(Dataset entries)

++++++++++++++++++++

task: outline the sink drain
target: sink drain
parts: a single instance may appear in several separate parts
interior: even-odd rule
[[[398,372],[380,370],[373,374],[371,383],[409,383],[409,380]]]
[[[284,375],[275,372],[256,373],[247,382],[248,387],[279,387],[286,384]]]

++++++++++++++++++++

[Task item] Output each of the records exactly as it stands above.

[Problem solution]
task: outline the sink drain
target: sink drain
parts: a single instance may appear in several separate parts
interior: even-odd rule
[[[398,372],[380,370],[373,374],[371,383],[409,383],[409,380]]]
[[[284,375],[275,372],[256,373],[247,382],[248,387],[279,387],[286,384]]]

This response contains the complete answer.